## WHAT IS EXPECTED
Copy each of the following records word for word, changing nothing.

## PROVIDED DATA
------------------------------------------------
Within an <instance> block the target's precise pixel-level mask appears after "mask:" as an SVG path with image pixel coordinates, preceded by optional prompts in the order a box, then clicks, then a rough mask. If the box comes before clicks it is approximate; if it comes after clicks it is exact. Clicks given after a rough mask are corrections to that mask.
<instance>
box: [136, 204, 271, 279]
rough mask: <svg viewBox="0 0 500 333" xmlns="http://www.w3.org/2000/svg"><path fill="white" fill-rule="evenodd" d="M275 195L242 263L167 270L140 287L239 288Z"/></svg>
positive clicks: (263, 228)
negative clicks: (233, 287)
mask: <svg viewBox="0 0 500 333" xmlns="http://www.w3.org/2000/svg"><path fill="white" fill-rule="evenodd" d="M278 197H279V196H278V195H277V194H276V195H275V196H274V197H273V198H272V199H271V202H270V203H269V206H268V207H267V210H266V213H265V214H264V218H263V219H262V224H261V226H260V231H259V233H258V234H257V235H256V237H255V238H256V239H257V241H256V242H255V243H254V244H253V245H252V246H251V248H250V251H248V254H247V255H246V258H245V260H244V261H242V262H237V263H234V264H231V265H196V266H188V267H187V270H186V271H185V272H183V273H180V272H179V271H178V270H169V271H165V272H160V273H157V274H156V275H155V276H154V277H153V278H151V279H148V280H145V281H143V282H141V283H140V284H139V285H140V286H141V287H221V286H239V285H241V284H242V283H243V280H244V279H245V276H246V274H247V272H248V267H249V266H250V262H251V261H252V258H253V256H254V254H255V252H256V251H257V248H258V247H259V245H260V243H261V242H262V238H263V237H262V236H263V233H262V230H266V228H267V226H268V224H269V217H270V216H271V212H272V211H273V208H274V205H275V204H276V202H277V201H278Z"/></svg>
------------------------------------------------
## ANSWER AREA
Within an <instance> block the target's precise pixel-level mask appears after "mask:" as an SVG path with image pixel coordinates, preceded by optional prompts in the order a box, then clicks, then a rough mask. If the box comes before clicks it is approximate; if it comes after clicks it is exact. Clicks given after a rough mask are corrections to that mask.
<instance>
box: [136, 204, 271, 279]
rough mask: <svg viewBox="0 0 500 333" xmlns="http://www.w3.org/2000/svg"><path fill="white" fill-rule="evenodd" d="M275 195L242 263L167 270L140 287L239 288Z"/></svg>
positive clicks: (263, 228)
negative clicks: (233, 287)
mask: <svg viewBox="0 0 500 333" xmlns="http://www.w3.org/2000/svg"><path fill="white" fill-rule="evenodd" d="M278 197H279V196H278V195H277V194H276V195H275V196H274V197H273V198H272V199H271V202H270V203H269V206H268V207H267V210H266V213H265V214H264V218H263V219H262V224H261V226H260V231H259V233H258V234H257V235H256V237H255V238H256V239H257V241H256V242H255V243H254V244H253V245H252V246H251V248H250V251H248V254H247V255H246V258H245V260H244V261H242V262H237V263H234V264H231V265H196V266H188V267H187V270H186V271H185V272H183V273H180V272H179V271H178V270H169V271H165V272H160V273H157V274H156V275H155V276H154V277H153V278H151V279H148V280H145V281H143V282H141V283H140V284H139V285H140V286H141V287H221V286H239V285H241V284H242V283H243V280H244V279H245V276H246V274H247V272H248V267H249V266H250V262H251V261H252V258H253V256H254V254H255V252H256V251H257V248H258V247H259V245H260V243H261V242H262V238H263V237H262V236H263V233H262V230H266V228H267V226H268V224H269V217H270V216H271V212H272V211H273V208H274V205H275V204H276V202H277V201H278Z"/></svg>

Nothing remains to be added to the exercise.